(Required work):
Reproduce the material, beginning at the line that has "--target truck cab" and stopping after the line that has "M 344 326 L". Shift each answer outline by adding 135 to every coordinate in it, and leave the format samples and all other lines unchanged.

•••••

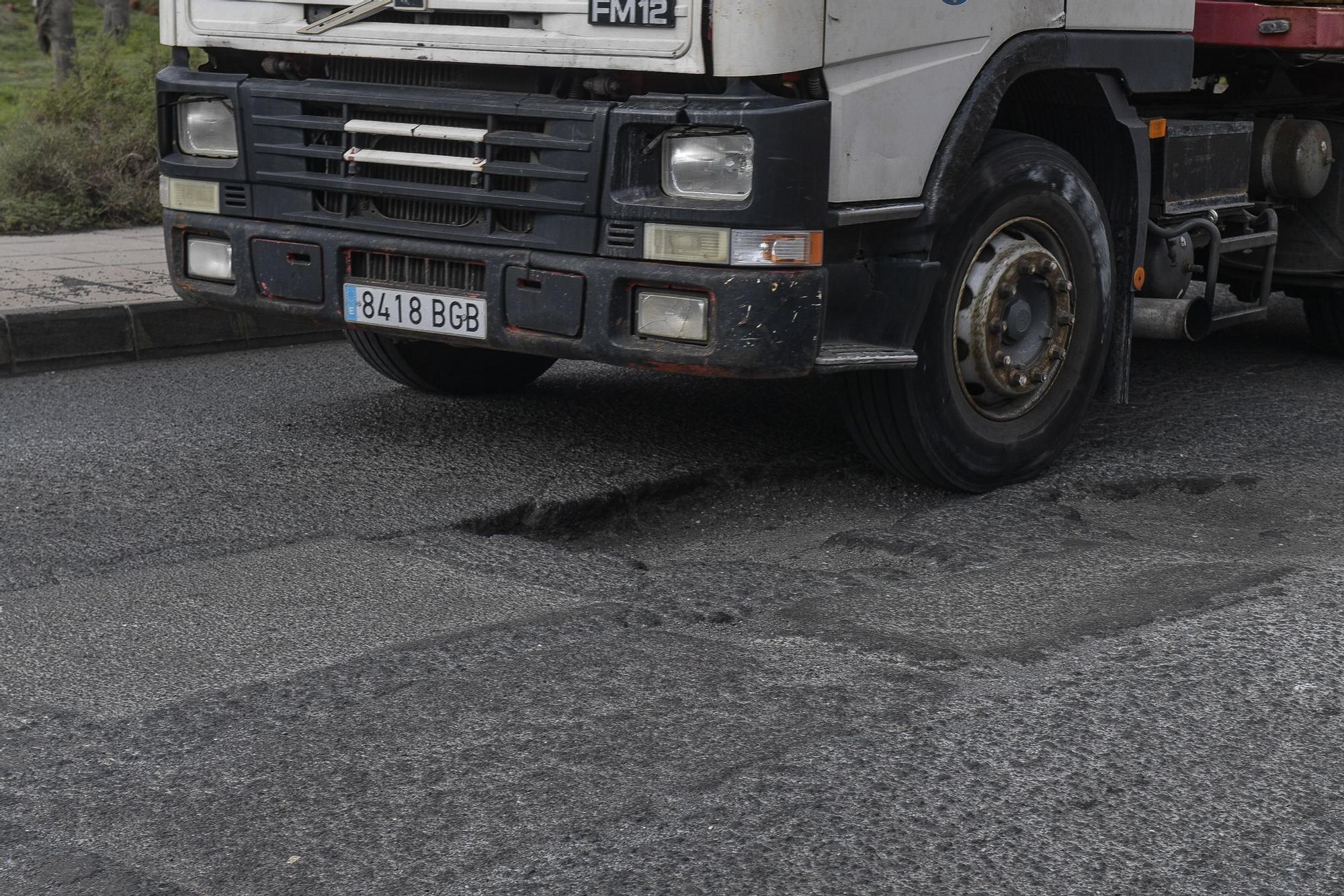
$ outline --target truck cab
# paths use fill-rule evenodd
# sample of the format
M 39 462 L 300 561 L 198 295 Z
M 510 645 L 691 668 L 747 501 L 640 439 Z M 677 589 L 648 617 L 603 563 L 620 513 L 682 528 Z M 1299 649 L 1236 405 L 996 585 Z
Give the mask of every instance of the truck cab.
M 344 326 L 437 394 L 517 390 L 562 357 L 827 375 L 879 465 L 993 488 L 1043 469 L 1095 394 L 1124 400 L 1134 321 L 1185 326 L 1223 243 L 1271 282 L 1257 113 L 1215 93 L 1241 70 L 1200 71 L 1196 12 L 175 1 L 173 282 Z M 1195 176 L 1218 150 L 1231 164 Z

•••••

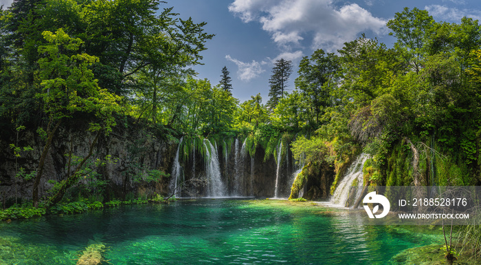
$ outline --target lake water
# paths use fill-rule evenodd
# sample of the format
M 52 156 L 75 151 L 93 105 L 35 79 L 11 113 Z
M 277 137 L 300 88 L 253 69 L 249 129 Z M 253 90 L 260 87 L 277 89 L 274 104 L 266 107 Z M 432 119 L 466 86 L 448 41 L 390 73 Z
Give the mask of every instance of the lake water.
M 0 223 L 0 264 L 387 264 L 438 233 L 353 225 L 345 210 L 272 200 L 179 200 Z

•••••

(Complete response):
$ outline --target truck cab
# paths use fill-rule evenodd
# sample of the format
M 39 462 L 300 561 L 198 295 Z
M 510 645 L 691 668 L 747 501 L 640 439 Z M 677 589 L 648 617 L 603 563 L 620 513 L 682 528 Z M 1299 649 L 1236 405 L 996 585 Z
Give the mask of every instance of the truck cab.
M 479 461 L 572 529 L 652 525 L 697 492 L 962 510 L 1014 600 L 1128 623 L 1178 604 L 1230 529 L 1259 535 L 1269 456 L 1320 461 L 1358 378 L 1406 417 L 1392 248 L 1350 228 L 1376 205 L 1335 206 L 1331 147 L 310 136 L 308 417 Z M 1330 311 L 1353 285 L 1366 299 Z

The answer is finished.